>> BEGIN

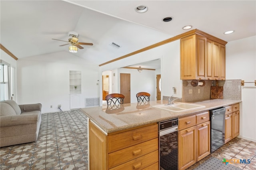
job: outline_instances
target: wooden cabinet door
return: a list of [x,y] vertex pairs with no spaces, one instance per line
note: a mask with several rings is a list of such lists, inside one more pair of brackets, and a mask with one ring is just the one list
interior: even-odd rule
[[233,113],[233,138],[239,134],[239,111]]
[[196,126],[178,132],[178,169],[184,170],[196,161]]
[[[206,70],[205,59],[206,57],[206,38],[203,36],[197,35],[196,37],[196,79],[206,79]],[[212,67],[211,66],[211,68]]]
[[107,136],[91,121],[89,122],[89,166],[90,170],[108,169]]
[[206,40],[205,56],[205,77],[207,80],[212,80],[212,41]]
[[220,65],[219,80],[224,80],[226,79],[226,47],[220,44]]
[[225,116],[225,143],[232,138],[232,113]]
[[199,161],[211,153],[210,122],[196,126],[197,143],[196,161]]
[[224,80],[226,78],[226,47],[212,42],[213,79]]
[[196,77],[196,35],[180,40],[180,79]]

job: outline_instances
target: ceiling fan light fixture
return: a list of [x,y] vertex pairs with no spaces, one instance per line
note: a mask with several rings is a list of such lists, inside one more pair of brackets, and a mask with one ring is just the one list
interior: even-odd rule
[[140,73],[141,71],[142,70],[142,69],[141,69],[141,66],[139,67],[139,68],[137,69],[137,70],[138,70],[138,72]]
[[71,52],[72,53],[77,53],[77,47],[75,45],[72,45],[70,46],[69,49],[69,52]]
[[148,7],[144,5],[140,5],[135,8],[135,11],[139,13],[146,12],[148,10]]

>> END
>> BEGIN

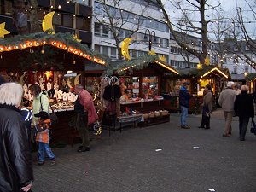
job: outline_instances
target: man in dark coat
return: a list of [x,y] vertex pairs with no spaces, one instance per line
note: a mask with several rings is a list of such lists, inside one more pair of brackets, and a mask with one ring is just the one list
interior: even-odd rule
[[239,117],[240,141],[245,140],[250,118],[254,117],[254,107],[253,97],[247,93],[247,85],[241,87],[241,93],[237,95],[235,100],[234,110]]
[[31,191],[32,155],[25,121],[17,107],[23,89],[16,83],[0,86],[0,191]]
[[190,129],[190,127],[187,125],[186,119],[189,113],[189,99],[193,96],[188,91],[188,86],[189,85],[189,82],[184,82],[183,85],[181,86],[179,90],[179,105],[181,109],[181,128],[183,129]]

>> END
>> BEGIN

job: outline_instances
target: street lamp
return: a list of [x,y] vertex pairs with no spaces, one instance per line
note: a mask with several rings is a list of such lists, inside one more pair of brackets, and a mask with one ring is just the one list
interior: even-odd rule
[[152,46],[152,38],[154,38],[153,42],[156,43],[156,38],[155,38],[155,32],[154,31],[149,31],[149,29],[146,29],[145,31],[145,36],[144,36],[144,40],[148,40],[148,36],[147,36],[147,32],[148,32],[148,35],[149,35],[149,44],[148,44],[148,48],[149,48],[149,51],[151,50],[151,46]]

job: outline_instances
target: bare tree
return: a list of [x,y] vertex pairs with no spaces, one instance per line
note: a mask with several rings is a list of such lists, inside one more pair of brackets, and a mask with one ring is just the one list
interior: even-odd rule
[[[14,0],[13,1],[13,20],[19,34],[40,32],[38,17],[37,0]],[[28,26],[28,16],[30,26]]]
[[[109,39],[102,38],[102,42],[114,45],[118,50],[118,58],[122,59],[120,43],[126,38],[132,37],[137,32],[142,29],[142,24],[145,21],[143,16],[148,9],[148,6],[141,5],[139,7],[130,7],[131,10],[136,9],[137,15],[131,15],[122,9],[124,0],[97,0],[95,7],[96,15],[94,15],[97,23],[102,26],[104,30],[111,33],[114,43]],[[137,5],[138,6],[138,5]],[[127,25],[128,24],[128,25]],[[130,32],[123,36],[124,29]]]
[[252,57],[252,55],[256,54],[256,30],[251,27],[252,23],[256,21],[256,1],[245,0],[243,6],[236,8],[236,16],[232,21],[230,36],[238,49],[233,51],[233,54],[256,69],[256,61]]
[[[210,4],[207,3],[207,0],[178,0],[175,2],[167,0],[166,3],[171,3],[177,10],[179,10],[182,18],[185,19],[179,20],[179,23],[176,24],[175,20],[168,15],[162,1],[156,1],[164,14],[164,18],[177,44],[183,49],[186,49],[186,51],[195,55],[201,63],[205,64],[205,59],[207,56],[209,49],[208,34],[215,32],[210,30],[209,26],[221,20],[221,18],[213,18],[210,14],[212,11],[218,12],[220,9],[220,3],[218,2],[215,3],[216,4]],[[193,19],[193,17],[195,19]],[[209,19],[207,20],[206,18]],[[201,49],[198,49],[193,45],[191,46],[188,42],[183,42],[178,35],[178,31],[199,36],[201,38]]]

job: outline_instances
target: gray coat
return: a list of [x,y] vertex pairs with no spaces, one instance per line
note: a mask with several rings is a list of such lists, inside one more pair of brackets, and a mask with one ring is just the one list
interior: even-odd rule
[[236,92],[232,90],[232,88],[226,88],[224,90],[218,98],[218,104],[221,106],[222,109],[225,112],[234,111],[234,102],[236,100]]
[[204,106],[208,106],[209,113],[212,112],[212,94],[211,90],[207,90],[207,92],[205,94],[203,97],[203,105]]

>> END

Given task
Which lines of the material above contain the word "coat"? Return every such line in full, unchanged.

Result for this task
target: man in dark coat
target: gray coat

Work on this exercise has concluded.